Work required:
Repeat verbatim every line of the material, beginning at the line that holds "the yellow wall" and ending at its last line.

Provided data:

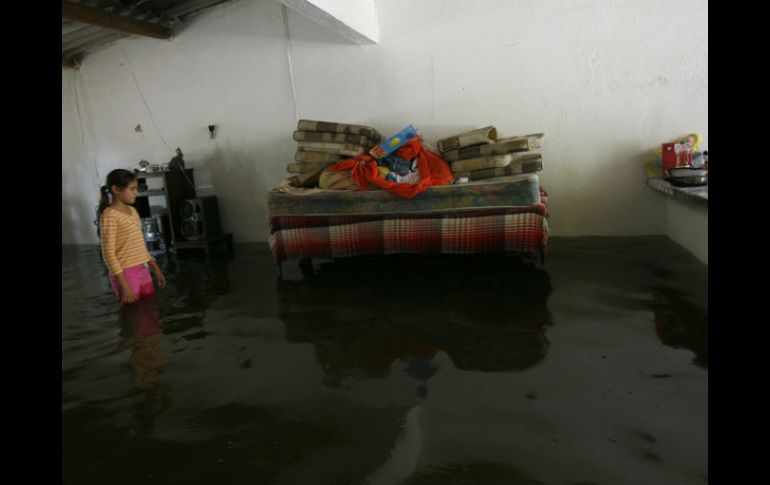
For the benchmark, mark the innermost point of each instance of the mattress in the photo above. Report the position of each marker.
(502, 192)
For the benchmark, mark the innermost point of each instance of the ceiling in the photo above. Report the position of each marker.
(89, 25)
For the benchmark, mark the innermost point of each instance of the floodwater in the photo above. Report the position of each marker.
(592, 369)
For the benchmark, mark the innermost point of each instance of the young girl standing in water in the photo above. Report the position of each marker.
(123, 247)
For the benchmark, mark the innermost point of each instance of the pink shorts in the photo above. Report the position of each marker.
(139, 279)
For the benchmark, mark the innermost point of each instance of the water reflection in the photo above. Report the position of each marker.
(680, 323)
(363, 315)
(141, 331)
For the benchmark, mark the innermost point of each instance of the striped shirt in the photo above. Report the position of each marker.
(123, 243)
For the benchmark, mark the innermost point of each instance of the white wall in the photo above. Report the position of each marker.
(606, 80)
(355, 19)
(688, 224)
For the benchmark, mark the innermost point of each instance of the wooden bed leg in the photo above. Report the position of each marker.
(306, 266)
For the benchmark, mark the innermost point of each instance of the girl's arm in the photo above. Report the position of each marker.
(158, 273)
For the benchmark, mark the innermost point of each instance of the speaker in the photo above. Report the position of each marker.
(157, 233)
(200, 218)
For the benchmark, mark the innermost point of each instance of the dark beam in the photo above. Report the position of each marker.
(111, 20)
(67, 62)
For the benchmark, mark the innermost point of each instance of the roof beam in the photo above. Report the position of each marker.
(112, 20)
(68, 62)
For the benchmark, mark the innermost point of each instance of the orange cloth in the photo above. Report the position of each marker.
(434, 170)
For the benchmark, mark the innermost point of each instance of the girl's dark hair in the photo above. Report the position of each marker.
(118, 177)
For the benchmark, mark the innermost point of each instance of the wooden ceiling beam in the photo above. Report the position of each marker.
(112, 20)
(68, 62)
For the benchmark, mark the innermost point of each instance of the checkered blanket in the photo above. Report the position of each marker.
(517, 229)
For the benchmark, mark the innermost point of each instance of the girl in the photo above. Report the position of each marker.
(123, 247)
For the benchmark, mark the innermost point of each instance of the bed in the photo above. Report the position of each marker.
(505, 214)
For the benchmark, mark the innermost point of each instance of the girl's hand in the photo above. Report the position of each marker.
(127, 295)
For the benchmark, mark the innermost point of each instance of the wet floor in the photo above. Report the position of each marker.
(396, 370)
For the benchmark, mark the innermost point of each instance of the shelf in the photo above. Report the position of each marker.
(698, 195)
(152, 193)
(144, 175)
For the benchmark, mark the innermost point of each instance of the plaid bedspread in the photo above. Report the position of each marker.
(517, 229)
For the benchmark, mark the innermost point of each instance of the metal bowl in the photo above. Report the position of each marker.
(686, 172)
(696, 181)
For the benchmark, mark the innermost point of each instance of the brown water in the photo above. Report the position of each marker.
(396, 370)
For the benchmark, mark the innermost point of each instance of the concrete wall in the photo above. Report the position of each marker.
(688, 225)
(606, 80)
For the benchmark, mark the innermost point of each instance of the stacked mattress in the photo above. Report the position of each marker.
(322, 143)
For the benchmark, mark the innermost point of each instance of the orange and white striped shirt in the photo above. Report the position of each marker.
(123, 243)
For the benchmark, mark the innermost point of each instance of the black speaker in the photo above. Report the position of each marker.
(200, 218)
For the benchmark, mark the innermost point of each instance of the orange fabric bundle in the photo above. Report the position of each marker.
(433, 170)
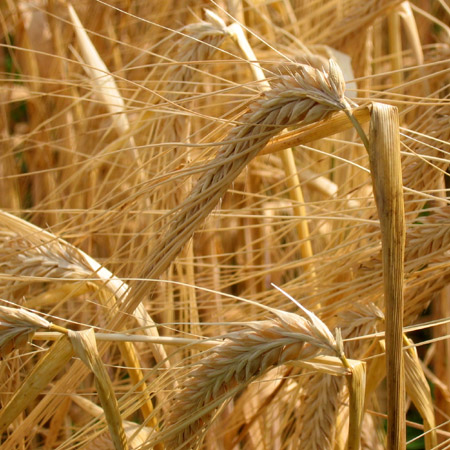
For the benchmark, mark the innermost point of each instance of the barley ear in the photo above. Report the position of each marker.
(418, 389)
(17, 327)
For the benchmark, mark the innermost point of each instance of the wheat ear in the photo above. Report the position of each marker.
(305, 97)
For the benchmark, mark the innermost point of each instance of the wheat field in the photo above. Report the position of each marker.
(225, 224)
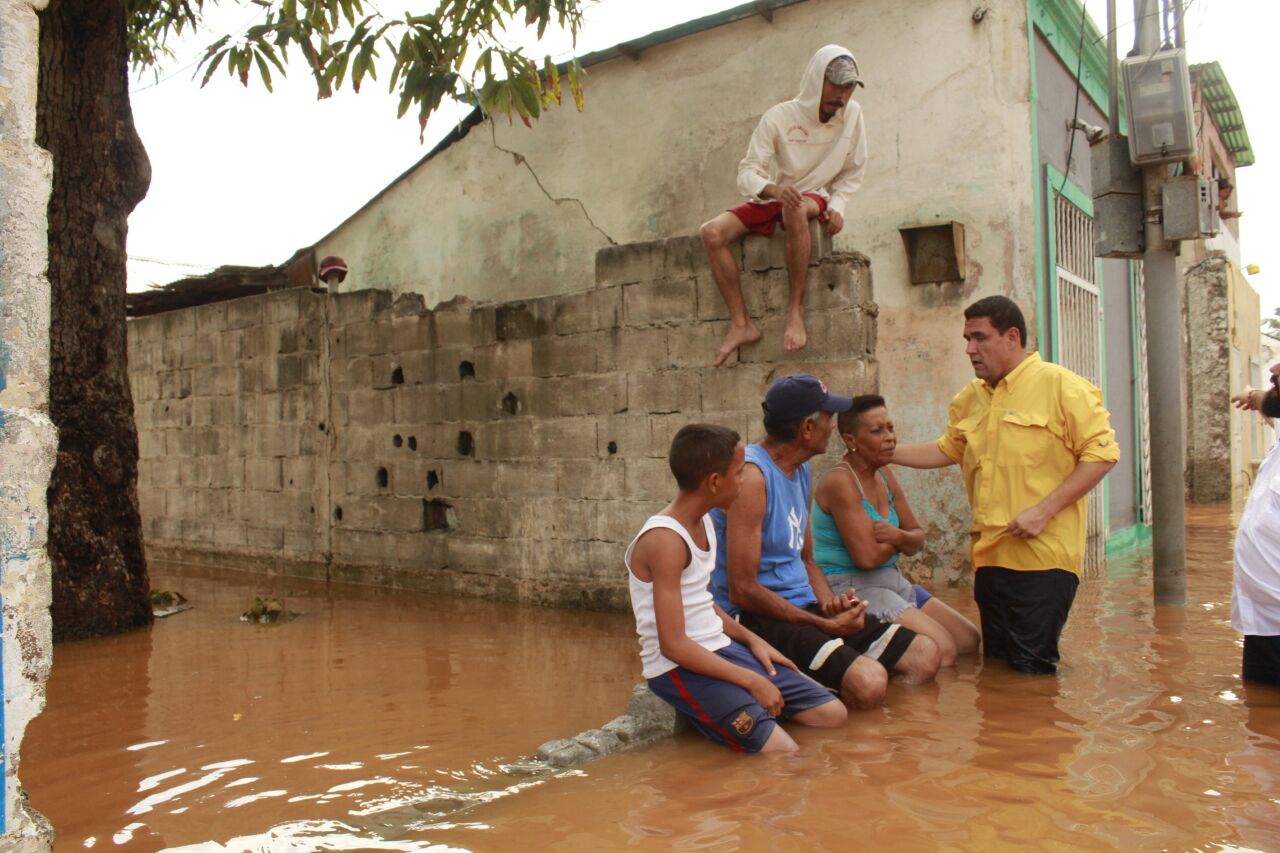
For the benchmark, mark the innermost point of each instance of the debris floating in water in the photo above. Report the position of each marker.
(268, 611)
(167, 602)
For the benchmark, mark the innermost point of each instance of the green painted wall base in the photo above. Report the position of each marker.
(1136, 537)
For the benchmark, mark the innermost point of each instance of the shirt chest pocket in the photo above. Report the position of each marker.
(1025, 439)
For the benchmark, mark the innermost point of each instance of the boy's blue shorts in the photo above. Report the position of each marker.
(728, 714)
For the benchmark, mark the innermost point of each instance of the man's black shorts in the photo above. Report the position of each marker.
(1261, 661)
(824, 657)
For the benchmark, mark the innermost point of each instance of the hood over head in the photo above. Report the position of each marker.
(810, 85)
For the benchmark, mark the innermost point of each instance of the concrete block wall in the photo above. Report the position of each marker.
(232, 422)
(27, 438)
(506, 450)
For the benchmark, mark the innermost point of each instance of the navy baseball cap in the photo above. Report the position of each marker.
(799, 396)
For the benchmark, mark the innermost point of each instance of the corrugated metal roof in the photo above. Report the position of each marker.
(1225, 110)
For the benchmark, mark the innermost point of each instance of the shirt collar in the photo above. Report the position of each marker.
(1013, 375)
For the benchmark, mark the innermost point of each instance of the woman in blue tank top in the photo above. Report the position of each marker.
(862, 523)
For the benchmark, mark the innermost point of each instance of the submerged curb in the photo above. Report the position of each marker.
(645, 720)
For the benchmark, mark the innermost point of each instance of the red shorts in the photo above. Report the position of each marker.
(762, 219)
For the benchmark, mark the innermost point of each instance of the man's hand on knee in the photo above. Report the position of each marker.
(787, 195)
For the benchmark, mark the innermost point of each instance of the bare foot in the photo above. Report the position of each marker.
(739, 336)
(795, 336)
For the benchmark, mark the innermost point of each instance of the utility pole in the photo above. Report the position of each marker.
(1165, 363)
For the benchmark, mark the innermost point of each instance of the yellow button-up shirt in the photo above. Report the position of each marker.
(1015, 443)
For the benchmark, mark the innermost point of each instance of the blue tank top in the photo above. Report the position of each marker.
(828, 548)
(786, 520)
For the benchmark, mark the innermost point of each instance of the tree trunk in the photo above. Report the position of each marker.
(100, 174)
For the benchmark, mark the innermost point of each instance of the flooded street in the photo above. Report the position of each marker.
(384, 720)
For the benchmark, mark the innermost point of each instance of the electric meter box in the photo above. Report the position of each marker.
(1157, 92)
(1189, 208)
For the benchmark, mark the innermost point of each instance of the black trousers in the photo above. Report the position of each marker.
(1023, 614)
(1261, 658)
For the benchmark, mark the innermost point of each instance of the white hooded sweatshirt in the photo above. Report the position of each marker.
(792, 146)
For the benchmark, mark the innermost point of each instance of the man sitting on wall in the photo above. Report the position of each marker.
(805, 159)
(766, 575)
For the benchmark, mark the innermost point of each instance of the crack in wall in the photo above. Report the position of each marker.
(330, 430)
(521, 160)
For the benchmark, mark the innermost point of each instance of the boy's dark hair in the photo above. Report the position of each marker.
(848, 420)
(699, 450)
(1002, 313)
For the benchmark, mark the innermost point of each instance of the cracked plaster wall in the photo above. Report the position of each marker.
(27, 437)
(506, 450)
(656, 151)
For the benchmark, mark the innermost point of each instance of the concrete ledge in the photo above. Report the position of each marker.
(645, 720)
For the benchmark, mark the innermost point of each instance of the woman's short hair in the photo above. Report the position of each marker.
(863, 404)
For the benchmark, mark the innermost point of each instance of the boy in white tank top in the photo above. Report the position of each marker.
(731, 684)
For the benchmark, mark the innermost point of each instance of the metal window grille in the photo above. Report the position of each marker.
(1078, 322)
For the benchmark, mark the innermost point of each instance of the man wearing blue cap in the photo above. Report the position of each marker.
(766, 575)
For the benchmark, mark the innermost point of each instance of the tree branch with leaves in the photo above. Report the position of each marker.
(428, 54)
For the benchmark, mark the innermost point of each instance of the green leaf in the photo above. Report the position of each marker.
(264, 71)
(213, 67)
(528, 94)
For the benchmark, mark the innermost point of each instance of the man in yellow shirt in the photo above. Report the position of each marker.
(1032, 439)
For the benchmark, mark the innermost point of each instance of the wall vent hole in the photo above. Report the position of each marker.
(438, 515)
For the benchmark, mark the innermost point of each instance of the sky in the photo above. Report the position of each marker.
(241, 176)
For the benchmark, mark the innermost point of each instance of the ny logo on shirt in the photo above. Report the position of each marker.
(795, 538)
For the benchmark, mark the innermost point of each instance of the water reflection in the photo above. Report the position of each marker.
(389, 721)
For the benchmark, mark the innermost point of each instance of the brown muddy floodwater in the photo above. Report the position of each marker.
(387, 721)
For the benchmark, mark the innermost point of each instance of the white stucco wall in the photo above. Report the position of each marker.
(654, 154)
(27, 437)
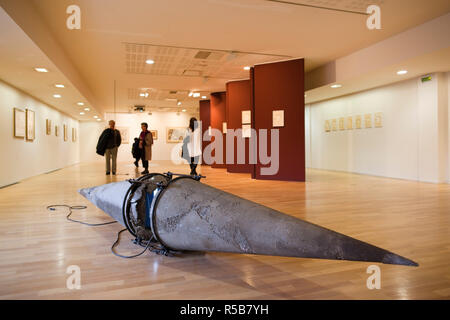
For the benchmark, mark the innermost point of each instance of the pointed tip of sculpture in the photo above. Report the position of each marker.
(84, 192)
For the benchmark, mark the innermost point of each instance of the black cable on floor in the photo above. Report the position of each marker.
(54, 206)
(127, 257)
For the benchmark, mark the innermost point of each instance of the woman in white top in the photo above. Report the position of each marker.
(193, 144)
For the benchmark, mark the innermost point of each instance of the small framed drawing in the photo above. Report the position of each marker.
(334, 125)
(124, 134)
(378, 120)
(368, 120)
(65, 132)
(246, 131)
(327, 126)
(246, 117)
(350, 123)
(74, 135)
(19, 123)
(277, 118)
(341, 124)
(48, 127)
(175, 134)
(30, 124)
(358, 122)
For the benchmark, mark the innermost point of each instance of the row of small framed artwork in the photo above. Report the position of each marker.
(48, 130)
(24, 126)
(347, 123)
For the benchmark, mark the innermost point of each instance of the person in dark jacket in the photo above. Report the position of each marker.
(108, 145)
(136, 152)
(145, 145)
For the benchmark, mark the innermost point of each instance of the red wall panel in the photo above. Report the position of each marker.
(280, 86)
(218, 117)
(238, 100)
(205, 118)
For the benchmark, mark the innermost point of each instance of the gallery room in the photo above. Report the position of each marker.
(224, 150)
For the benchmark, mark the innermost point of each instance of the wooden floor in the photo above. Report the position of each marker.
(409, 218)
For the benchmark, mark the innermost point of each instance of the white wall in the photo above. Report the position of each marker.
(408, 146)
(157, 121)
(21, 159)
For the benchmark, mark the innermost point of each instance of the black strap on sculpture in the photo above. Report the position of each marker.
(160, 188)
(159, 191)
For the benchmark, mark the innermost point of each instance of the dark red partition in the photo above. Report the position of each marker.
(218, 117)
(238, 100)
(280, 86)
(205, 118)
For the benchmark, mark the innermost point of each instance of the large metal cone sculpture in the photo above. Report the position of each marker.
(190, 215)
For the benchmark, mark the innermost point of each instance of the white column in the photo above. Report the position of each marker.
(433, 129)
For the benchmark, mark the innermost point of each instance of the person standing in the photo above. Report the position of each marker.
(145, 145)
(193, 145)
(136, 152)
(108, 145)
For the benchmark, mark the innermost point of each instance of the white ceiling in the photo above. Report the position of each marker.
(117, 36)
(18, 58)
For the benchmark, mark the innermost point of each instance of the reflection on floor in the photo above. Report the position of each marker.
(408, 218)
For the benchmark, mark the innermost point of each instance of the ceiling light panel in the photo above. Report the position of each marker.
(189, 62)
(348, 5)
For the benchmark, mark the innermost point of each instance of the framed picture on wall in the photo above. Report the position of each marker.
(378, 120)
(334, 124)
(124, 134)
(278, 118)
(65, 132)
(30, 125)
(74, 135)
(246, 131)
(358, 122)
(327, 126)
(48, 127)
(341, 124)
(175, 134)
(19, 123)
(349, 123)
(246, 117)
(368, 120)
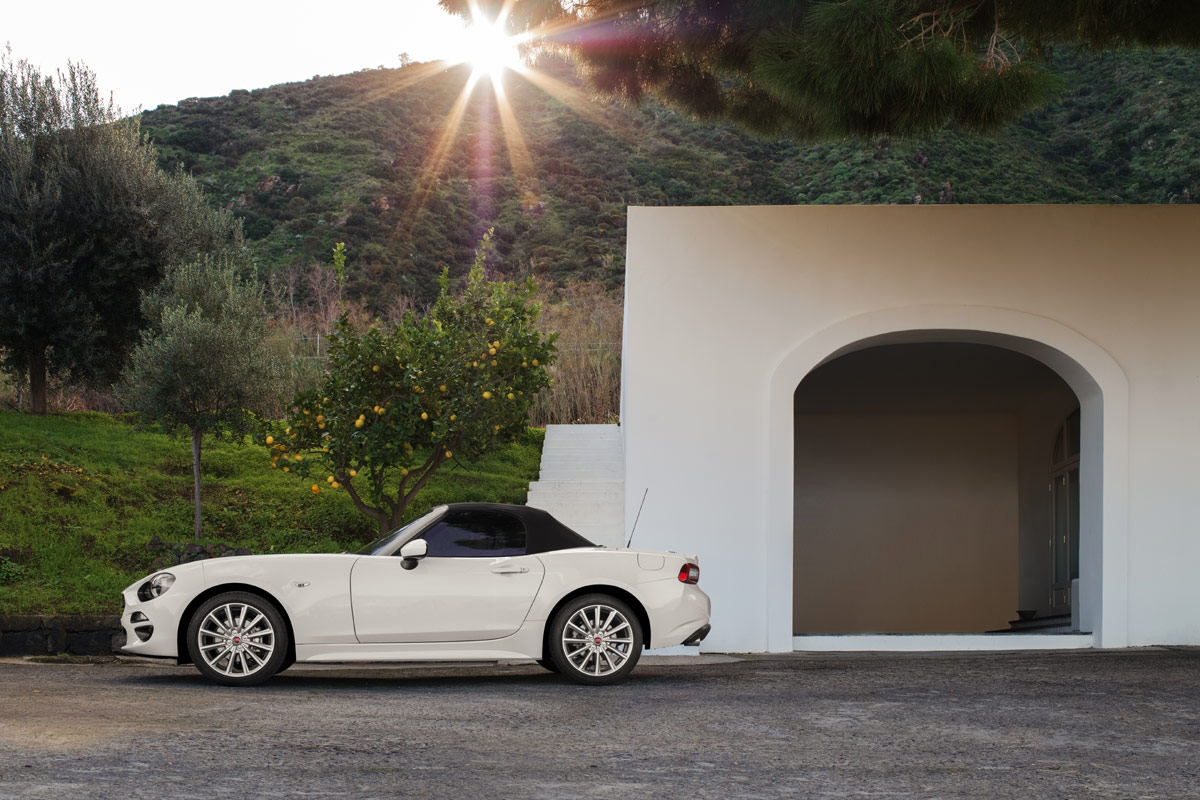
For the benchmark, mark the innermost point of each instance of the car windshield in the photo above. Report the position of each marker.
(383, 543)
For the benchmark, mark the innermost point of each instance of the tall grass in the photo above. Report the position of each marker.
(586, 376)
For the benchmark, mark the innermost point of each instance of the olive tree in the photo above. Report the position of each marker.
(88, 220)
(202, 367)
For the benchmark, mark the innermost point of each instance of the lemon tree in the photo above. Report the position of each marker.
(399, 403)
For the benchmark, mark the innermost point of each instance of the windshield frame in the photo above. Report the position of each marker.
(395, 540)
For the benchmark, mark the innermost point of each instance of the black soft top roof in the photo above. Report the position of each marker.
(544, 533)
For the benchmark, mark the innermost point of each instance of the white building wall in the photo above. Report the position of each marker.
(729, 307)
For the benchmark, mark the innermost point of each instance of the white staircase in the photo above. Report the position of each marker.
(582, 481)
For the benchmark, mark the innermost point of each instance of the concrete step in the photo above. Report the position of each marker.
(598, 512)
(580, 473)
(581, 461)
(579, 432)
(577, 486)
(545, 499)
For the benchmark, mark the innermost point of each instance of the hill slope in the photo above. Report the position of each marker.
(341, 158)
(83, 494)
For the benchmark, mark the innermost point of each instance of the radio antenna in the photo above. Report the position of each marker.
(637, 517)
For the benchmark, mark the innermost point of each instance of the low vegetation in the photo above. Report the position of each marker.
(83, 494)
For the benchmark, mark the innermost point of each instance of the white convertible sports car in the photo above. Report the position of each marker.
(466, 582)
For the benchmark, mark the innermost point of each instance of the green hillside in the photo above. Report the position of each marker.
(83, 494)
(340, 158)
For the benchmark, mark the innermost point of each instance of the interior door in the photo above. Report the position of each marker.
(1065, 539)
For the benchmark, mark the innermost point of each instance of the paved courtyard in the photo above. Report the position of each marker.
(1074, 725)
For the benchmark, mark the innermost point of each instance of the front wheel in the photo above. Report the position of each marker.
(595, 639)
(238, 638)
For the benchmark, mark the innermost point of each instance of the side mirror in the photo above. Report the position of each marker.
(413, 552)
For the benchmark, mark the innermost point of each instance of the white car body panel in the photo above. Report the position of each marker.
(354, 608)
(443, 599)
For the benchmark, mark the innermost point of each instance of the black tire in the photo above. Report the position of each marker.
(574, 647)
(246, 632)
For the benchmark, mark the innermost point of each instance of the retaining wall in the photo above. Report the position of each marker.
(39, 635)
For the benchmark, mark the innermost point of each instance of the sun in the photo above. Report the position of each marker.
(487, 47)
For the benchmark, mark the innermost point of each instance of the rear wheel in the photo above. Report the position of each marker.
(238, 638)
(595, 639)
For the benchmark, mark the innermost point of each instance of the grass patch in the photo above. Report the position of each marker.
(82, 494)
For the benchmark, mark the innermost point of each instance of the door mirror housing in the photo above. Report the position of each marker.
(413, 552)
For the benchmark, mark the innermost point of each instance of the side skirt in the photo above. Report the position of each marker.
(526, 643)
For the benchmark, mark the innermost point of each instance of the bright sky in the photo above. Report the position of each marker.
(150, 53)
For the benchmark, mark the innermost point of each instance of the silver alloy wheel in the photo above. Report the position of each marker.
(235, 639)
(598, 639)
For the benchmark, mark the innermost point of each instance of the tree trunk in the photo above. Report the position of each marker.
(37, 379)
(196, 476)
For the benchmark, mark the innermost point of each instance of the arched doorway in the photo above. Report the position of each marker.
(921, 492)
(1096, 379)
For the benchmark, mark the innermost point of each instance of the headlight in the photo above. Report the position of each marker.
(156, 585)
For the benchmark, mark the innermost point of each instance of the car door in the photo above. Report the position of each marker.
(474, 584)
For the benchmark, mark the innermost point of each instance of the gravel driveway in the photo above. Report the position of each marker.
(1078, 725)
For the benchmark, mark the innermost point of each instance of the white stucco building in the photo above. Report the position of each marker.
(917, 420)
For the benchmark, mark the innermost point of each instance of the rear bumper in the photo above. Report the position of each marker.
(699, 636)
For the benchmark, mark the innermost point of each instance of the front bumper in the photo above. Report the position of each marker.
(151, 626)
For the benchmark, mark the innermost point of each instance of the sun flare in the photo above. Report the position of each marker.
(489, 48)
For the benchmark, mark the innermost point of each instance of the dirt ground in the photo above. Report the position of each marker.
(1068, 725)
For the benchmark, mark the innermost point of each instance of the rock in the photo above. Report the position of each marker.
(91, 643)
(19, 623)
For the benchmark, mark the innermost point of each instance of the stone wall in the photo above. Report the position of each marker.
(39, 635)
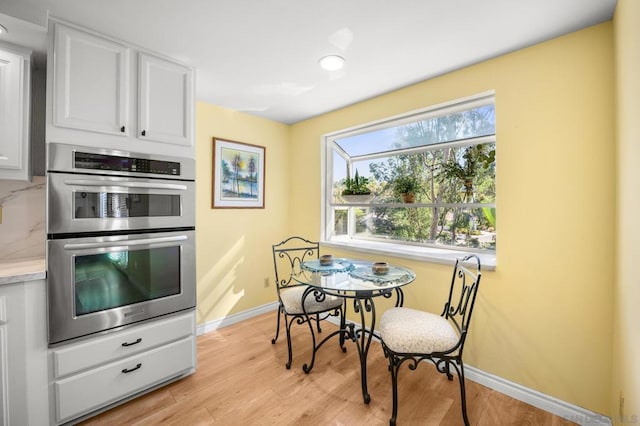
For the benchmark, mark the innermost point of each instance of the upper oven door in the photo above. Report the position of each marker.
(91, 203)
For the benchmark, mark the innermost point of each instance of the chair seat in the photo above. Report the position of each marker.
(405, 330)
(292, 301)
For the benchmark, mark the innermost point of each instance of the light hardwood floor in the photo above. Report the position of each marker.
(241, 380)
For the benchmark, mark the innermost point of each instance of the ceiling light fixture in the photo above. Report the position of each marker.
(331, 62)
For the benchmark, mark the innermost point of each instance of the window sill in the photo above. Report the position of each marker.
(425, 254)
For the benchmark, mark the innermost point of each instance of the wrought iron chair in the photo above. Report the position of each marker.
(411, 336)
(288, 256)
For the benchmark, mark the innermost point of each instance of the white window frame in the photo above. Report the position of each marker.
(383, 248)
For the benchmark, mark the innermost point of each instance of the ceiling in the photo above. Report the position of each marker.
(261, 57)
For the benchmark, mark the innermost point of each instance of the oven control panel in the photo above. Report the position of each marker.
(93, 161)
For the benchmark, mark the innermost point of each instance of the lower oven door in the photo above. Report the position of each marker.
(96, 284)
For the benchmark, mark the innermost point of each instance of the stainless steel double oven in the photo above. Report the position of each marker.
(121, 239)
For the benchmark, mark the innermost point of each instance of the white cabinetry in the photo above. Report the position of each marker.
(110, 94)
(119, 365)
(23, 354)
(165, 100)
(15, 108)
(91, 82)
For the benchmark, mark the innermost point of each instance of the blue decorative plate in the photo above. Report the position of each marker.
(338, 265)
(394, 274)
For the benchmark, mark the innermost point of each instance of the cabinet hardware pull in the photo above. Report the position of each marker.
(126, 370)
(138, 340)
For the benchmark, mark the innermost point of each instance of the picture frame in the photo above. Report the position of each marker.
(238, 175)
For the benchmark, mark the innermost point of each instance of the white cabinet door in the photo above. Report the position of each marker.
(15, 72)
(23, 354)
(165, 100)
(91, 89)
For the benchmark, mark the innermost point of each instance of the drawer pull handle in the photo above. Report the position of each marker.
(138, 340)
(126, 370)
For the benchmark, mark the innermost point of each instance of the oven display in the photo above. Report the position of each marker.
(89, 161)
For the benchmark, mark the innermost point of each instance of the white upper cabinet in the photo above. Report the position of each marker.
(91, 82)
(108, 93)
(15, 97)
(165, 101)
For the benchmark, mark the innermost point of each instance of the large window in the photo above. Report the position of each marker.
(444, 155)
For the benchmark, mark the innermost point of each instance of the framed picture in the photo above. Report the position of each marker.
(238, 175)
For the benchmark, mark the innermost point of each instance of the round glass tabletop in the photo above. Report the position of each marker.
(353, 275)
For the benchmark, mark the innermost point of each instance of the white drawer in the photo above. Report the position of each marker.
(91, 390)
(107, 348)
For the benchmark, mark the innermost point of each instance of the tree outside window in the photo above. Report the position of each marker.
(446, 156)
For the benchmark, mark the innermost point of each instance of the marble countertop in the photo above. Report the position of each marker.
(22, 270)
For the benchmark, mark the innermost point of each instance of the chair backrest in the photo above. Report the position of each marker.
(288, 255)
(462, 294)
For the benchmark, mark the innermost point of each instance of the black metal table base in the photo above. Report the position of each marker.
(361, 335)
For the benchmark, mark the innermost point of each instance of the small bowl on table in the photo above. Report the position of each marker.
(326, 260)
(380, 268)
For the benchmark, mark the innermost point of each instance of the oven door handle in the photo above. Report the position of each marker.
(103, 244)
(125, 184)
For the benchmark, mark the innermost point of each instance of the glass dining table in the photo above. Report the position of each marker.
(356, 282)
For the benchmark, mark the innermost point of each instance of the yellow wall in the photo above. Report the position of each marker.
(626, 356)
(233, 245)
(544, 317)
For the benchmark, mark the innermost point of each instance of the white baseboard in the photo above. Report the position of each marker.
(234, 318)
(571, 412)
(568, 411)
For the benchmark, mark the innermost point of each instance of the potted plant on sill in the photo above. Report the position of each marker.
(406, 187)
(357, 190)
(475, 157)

The response:
For the benchmark, mark the innermost point of each instance of the yellow wall in the photo above. Report the position of each marker.
(626, 356)
(233, 245)
(544, 317)
For the benchmark, mark the innermost point of each instance of the white baseboard in the photo above. Report the position of each marker.
(234, 318)
(571, 412)
(568, 411)
For the benchmark, mark the innermost point of each instance of the potted plant on sill in the photo above. Report the position of each marker.
(406, 187)
(357, 190)
(475, 157)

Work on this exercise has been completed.